* _Exercise brief_
All lines from the one with "Give the innermost point of each instance of the route" through the final line below are to be reproduced exactly; omit the others.
☆ ☆ ☆ ☆
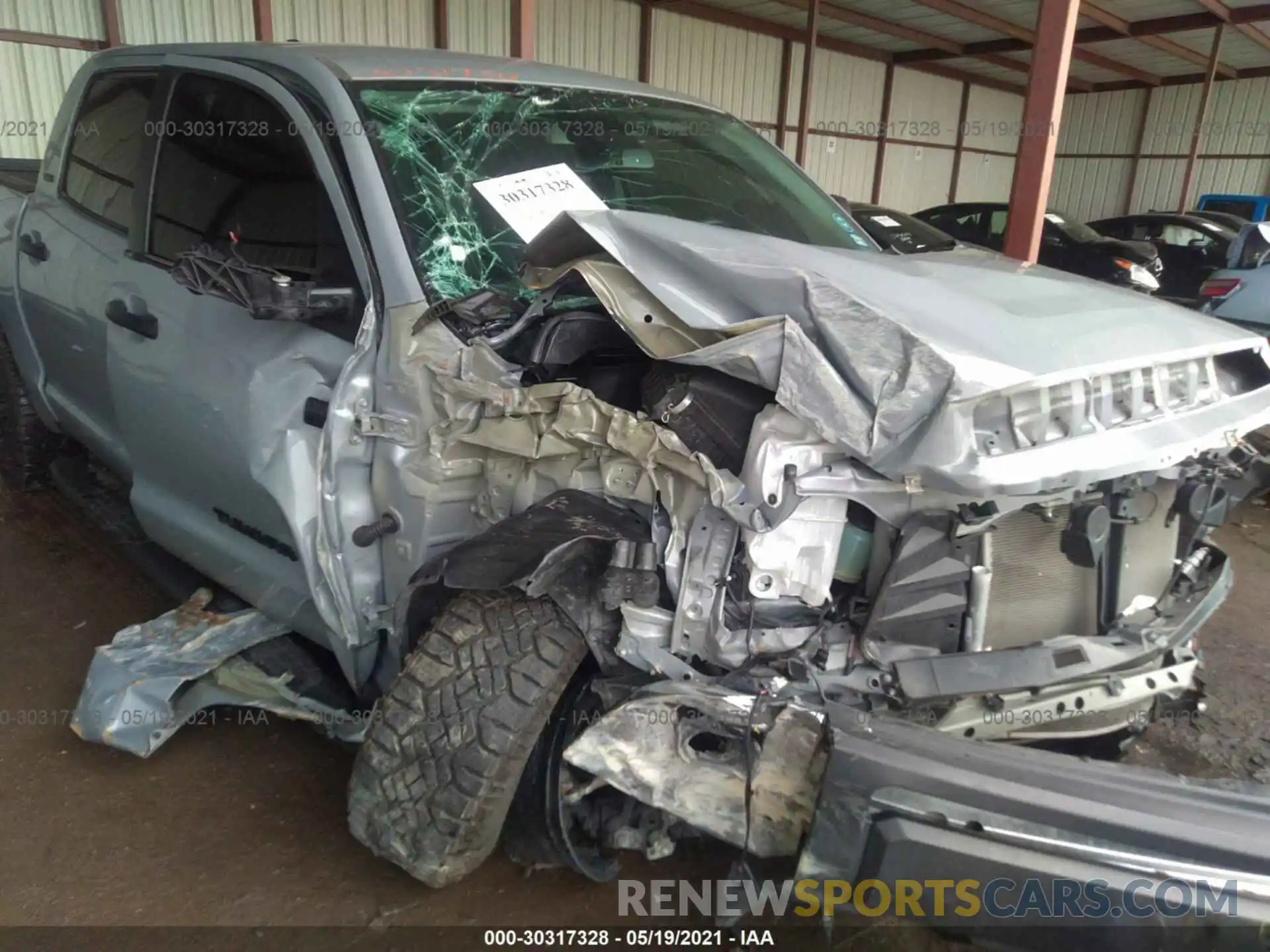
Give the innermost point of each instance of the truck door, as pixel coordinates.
(212, 403)
(74, 237)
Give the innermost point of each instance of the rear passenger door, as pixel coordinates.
(212, 401)
(77, 239)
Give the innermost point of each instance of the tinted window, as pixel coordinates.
(958, 223)
(901, 231)
(1184, 237)
(1245, 210)
(232, 173)
(106, 143)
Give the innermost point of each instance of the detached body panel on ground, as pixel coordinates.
(544, 408)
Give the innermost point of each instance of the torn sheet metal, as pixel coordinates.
(559, 436)
(681, 746)
(154, 677)
(886, 354)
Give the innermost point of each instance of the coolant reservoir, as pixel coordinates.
(853, 554)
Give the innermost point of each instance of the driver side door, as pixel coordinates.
(211, 403)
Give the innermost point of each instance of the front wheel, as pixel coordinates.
(435, 778)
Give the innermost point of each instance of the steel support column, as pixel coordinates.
(1206, 92)
(783, 92)
(960, 140)
(804, 106)
(646, 44)
(111, 22)
(524, 22)
(441, 24)
(1043, 112)
(880, 158)
(1140, 135)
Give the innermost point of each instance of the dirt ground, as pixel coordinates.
(243, 824)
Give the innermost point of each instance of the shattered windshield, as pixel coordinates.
(646, 155)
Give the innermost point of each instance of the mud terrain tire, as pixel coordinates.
(27, 447)
(441, 763)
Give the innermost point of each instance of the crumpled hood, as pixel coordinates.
(883, 354)
(999, 323)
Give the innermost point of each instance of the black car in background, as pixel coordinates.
(1191, 247)
(894, 231)
(1228, 219)
(1064, 244)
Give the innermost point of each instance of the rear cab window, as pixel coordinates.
(234, 175)
(106, 143)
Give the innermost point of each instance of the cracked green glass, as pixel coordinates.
(635, 153)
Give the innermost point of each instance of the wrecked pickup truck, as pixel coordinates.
(570, 450)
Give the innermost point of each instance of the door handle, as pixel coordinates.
(33, 247)
(144, 324)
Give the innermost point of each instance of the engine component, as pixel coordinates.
(857, 545)
(632, 575)
(925, 594)
(469, 315)
(1086, 535)
(710, 412)
(799, 556)
(1039, 593)
(366, 536)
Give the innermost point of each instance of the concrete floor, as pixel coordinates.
(243, 824)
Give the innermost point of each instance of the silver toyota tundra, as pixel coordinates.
(560, 442)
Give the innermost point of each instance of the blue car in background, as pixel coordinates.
(1248, 207)
(1241, 291)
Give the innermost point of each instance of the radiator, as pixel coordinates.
(1037, 593)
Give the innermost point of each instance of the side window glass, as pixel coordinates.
(1181, 237)
(106, 143)
(233, 172)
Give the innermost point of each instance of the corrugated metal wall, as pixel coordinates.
(984, 178)
(482, 27)
(1097, 139)
(1093, 187)
(601, 36)
(405, 23)
(733, 69)
(186, 22)
(34, 78)
(846, 98)
(916, 177)
(923, 110)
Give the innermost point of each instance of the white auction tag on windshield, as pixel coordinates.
(530, 200)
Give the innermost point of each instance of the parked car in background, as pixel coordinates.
(1232, 221)
(1251, 207)
(1066, 244)
(1241, 291)
(894, 231)
(1191, 248)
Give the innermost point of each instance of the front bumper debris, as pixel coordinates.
(155, 677)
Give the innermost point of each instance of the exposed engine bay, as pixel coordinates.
(752, 521)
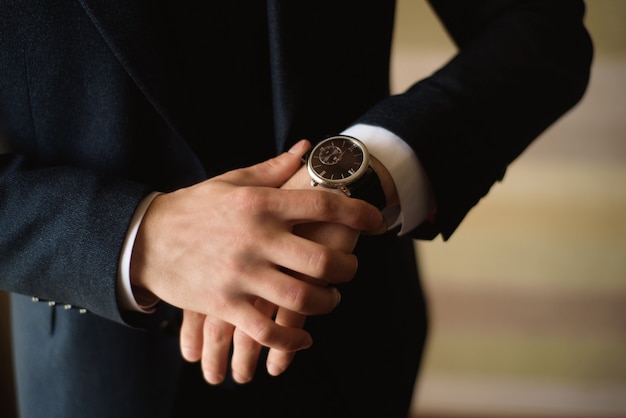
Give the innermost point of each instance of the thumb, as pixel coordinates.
(270, 173)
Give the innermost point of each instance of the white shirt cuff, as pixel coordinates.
(406, 170)
(126, 298)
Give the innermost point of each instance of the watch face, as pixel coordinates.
(338, 160)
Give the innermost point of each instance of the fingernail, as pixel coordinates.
(213, 378)
(274, 370)
(241, 379)
(298, 147)
(338, 293)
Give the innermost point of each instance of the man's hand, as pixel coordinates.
(223, 248)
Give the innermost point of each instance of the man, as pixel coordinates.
(135, 190)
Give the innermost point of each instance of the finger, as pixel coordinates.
(278, 361)
(217, 336)
(261, 328)
(270, 173)
(246, 351)
(311, 259)
(191, 335)
(283, 290)
(313, 205)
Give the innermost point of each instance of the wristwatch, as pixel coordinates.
(343, 162)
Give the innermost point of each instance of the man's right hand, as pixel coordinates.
(220, 248)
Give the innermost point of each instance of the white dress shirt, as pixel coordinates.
(405, 168)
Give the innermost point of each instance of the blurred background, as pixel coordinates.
(528, 298)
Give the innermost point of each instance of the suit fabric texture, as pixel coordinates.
(102, 102)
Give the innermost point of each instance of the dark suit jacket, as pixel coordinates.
(105, 101)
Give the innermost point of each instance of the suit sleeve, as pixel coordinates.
(520, 66)
(62, 231)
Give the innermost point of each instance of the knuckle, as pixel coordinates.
(326, 203)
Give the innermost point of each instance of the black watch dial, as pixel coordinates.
(338, 160)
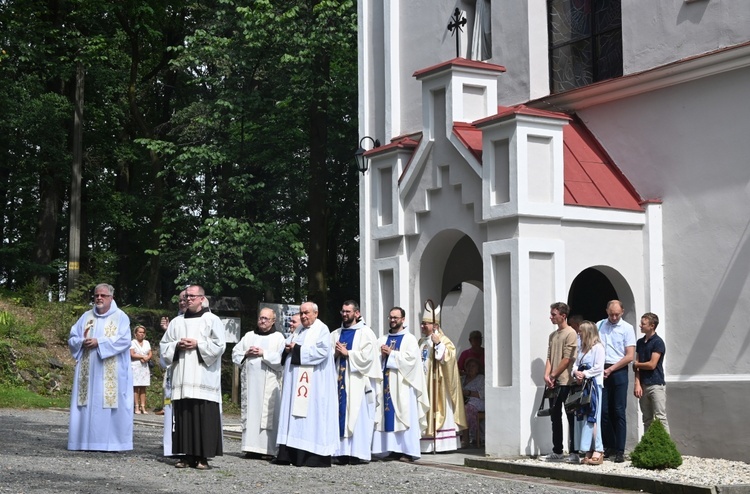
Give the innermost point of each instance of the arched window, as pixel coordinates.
(585, 42)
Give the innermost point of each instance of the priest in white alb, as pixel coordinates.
(401, 395)
(308, 426)
(258, 354)
(193, 345)
(356, 354)
(101, 406)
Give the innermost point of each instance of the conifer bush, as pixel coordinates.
(656, 450)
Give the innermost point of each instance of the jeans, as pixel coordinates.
(614, 403)
(590, 435)
(558, 411)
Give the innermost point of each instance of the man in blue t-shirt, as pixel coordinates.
(650, 387)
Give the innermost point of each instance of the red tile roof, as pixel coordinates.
(590, 176)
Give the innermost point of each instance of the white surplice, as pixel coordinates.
(362, 373)
(101, 406)
(409, 396)
(260, 390)
(317, 432)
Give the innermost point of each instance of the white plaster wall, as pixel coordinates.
(659, 32)
(689, 146)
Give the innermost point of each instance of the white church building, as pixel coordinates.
(565, 150)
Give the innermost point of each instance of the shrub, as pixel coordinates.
(656, 450)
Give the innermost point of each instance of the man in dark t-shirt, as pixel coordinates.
(650, 387)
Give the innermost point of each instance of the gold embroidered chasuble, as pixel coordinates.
(447, 385)
(110, 377)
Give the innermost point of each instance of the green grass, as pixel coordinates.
(15, 397)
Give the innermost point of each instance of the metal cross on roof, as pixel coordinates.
(457, 22)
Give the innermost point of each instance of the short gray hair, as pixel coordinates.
(109, 288)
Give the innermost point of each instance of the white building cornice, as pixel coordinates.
(690, 69)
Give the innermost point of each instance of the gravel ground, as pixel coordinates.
(693, 471)
(34, 459)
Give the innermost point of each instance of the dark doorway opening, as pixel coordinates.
(589, 294)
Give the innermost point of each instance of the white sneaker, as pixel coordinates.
(554, 457)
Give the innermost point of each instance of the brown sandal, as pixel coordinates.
(596, 459)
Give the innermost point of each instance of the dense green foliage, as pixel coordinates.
(656, 450)
(217, 144)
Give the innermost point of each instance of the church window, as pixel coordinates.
(585, 42)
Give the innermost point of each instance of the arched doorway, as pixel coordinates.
(453, 263)
(593, 288)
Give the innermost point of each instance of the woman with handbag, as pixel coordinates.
(590, 365)
(140, 356)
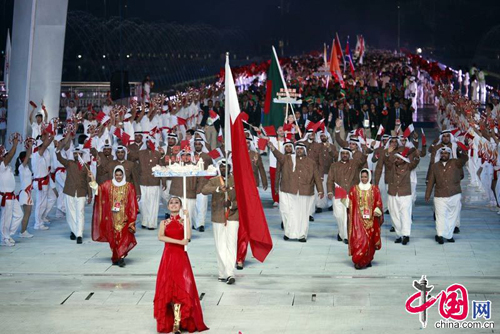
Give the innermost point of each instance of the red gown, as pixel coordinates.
(364, 233)
(111, 227)
(175, 284)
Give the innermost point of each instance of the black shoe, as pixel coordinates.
(406, 240)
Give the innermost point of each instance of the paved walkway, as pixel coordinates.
(50, 284)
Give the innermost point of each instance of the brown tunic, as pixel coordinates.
(131, 172)
(324, 155)
(446, 178)
(302, 180)
(77, 180)
(102, 170)
(146, 160)
(398, 177)
(218, 199)
(258, 168)
(345, 174)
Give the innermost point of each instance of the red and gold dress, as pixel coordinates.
(115, 226)
(175, 284)
(364, 226)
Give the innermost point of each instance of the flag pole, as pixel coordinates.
(286, 90)
(185, 203)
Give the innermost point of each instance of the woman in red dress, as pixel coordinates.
(115, 212)
(176, 303)
(365, 219)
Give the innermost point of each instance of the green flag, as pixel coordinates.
(273, 112)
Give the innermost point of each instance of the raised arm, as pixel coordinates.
(8, 158)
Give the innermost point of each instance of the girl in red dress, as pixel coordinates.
(365, 219)
(176, 303)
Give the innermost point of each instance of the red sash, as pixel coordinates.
(42, 181)
(7, 196)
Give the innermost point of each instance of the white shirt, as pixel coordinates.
(70, 112)
(7, 180)
(36, 129)
(40, 164)
(25, 176)
(279, 146)
(3, 118)
(107, 109)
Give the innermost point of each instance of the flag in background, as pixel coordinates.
(273, 112)
(253, 225)
(348, 56)
(6, 69)
(338, 50)
(335, 67)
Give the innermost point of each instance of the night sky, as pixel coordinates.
(458, 32)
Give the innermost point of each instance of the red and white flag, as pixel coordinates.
(253, 224)
(335, 67)
(340, 193)
(81, 163)
(381, 130)
(408, 131)
(102, 118)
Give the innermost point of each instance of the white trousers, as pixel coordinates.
(324, 202)
(295, 211)
(165, 194)
(447, 213)
(226, 244)
(11, 217)
(201, 210)
(400, 208)
(41, 197)
(51, 201)
(340, 214)
(149, 205)
(190, 205)
(60, 180)
(75, 214)
(413, 186)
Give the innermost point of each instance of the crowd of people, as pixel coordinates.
(350, 149)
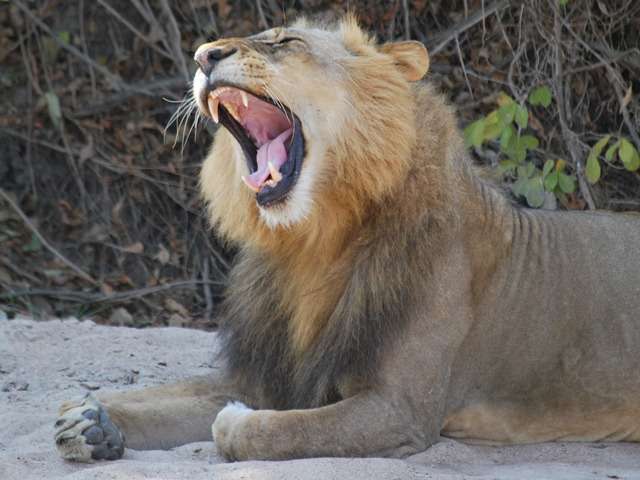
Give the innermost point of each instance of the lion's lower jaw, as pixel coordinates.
(294, 209)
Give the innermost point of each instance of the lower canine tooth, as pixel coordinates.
(232, 110)
(246, 182)
(213, 107)
(275, 173)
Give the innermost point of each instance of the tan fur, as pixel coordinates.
(492, 323)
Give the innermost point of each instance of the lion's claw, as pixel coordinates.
(84, 432)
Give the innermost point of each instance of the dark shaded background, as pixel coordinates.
(99, 211)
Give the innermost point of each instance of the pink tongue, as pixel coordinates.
(273, 151)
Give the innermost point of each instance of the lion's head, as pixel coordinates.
(318, 125)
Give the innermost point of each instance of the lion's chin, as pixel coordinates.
(270, 136)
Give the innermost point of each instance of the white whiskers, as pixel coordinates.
(186, 118)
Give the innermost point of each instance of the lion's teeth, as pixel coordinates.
(231, 108)
(246, 182)
(275, 173)
(213, 107)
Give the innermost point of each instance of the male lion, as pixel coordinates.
(384, 294)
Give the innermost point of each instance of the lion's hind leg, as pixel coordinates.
(84, 432)
(514, 423)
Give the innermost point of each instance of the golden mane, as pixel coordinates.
(376, 160)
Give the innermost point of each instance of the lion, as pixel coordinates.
(385, 293)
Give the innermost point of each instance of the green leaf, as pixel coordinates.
(530, 142)
(551, 180)
(520, 187)
(535, 192)
(474, 133)
(505, 138)
(492, 131)
(567, 183)
(493, 118)
(53, 105)
(593, 168)
(518, 153)
(522, 116)
(508, 112)
(629, 155)
(540, 96)
(505, 166)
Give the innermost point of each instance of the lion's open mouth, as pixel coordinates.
(270, 135)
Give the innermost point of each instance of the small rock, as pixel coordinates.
(90, 386)
(120, 316)
(176, 320)
(15, 386)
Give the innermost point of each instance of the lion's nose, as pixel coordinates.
(208, 56)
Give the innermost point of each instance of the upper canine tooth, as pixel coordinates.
(275, 173)
(213, 107)
(232, 110)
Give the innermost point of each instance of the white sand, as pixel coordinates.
(44, 363)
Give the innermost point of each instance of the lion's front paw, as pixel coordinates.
(84, 432)
(227, 431)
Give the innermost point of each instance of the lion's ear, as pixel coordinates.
(411, 58)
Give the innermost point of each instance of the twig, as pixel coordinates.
(263, 19)
(407, 25)
(44, 242)
(174, 39)
(134, 30)
(464, 68)
(87, 297)
(613, 75)
(450, 34)
(85, 50)
(207, 288)
(567, 133)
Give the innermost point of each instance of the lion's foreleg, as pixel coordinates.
(367, 424)
(152, 418)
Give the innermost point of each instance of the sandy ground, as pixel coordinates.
(44, 363)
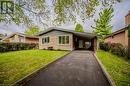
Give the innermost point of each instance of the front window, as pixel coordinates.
(63, 39)
(45, 40)
(21, 39)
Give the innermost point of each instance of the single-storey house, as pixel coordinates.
(63, 39)
(120, 36)
(19, 37)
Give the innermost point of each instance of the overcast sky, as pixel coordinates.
(118, 21)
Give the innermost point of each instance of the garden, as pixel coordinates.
(15, 65)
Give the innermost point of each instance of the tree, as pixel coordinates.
(79, 28)
(63, 10)
(103, 27)
(33, 30)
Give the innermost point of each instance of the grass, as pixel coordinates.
(117, 67)
(15, 65)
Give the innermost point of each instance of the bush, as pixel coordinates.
(115, 48)
(5, 47)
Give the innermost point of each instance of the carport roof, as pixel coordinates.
(80, 34)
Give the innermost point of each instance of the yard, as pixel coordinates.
(15, 65)
(117, 67)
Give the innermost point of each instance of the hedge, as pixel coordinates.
(5, 47)
(115, 48)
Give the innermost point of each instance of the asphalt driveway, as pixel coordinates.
(79, 68)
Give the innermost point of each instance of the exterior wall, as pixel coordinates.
(22, 39)
(119, 38)
(54, 41)
(14, 38)
(31, 40)
(127, 19)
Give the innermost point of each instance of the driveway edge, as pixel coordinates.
(112, 83)
(28, 77)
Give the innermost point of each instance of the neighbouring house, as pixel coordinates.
(63, 39)
(120, 36)
(19, 37)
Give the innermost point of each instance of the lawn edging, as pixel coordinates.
(107, 75)
(34, 73)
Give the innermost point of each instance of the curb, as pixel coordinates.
(110, 80)
(28, 77)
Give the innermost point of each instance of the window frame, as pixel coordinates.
(46, 40)
(63, 42)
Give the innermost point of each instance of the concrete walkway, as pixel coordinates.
(79, 68)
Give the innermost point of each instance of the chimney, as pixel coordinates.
(127, 19)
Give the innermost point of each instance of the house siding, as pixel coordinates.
(119, 38)
(16, 38)
(54, 41)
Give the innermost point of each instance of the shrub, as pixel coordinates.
(115, 48)
(119, 49)
(5, 47)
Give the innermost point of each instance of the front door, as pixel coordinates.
(80, 43)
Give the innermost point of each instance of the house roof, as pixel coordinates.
(128, 14)
(117, 32)
(81, 34)
(20, 34)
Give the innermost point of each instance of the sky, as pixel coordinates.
(118, 20)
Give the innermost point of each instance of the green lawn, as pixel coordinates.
(117, 67)
(15, 65)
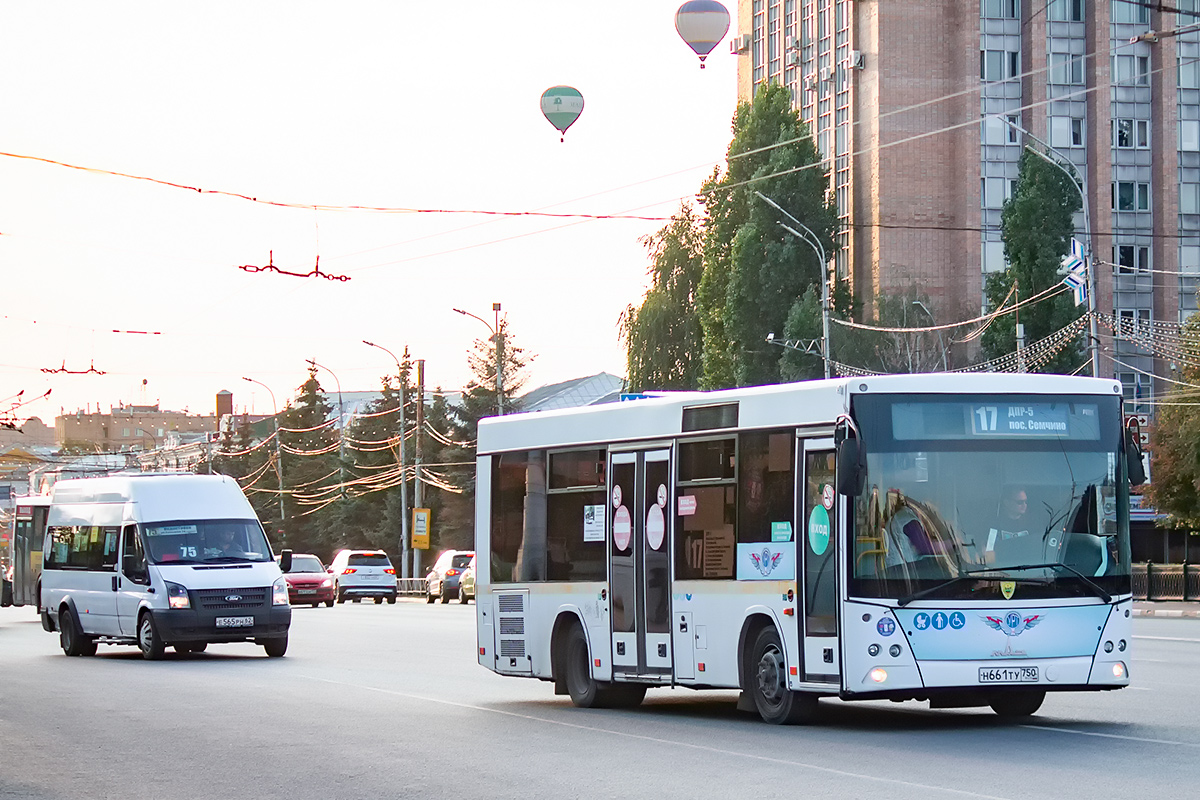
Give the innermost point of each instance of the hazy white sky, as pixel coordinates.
(399, 103)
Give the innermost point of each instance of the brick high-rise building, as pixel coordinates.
(921, 109)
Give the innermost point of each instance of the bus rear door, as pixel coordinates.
(639, 569)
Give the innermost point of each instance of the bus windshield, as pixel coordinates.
(205, 541)
(984, 497)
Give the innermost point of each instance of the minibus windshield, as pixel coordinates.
(205, 541)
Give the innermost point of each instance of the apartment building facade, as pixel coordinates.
(923, 108)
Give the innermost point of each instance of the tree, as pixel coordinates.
(1037, 226)
(663, 336)
(1175, 440)
(755, 271)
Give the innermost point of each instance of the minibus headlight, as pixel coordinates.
(280, 593)
(177, 596)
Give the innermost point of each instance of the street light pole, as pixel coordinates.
(341, 423)
(1081, 187)
(499, 353)
(403, 481)
(941, 342)
(279, 457)
(815, 244)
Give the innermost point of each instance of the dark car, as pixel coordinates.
(309, 582)
(443, 578)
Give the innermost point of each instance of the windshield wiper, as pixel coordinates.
(925, 593)
(1097, 589)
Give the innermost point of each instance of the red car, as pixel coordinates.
(309, 582)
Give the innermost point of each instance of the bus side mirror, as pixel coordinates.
(851, 468)
(1134, 467)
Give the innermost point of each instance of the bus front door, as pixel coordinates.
(639, 575)
(817, 503)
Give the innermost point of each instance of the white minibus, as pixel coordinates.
(157, 560)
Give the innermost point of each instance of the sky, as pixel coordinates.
(394, 104)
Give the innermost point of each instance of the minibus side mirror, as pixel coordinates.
(1133, 459)
(851, 468)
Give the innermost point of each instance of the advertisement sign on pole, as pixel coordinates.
(420, 529)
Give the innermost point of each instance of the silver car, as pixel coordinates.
(363, 573)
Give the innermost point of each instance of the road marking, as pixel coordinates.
(658, 740)
(1113, 735)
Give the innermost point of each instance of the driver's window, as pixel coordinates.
(133, 559)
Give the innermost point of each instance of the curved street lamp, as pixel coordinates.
(279, 455)
(403, 481)
(499, 364)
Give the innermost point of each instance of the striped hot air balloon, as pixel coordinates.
(562, 106)
(702, 24)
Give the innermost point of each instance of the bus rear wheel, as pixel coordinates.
(768, 684)
(1018, 704)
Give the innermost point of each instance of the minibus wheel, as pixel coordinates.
(71, 639)
(148, 638)
(767, 684)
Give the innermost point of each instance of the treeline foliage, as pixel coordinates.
(345, 489)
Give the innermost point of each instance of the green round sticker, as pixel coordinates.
(819, 530)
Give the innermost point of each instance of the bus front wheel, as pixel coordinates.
(768, 684)
(1018, 704)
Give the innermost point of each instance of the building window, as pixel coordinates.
(1066, 68)
(1133, 323)
(1128, 196)
(1189, 136)
(1066, 132)
(1071, 11)
(1126, 11)
(1131, 258)
(999, 8)
(999, 65)
(1189, 198)
(1131, 133)
(1131, 70)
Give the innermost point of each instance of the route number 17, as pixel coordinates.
(987, 415)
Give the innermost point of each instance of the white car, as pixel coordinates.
(363, 573)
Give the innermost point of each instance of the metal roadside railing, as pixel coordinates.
(1165, 581)
(411, 587)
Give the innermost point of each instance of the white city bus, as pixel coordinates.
(851, 537)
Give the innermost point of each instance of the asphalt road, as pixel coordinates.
(388, 702)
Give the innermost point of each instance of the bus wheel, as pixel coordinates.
(768, 684)
(580, 684)
(1018, 704)
(148, 638)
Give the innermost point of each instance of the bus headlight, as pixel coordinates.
(280, 593)
(177, 595)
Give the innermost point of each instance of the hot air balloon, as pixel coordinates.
(562, 106)
(702, 24)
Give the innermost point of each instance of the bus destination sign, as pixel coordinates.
(1020, 420)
☆ ☆ ☆ ☆
* _Solution_
Give the innermost point of each instance of the route number 17, as pixel coordinates.
(987, 415)
Give the innermost point of each instance of the white car, as pixel coordinates.
(363, 573)
Give the innermost point of each instance of the metal roadside railing, as pixel coordinates.
(1165, 581)
(411, 587)
Give the innermost point of each instance of the white city bus, as pixel coordinates.
(851, 537)
Give the innermost point of each instance of the asphalt road, as pixel coordinates.
(388, 702)
Give the innermost point of each instance of the bus wheel, as pixel coordinates.
(768, 684)
(580, 684)
(1018, 704)
(148, 638)
Give the innermost point of each instance of the bus headlight, as pixel coordinates.
(280, 593)
(177, 595)
Give the innermost point of each instance of the hot air balloon, as pixel coordinates.
(562, 106)
(702, 24)
Give the innermost point of each instance of the bus destination sign, as pixel coordinates.
(1020, 420)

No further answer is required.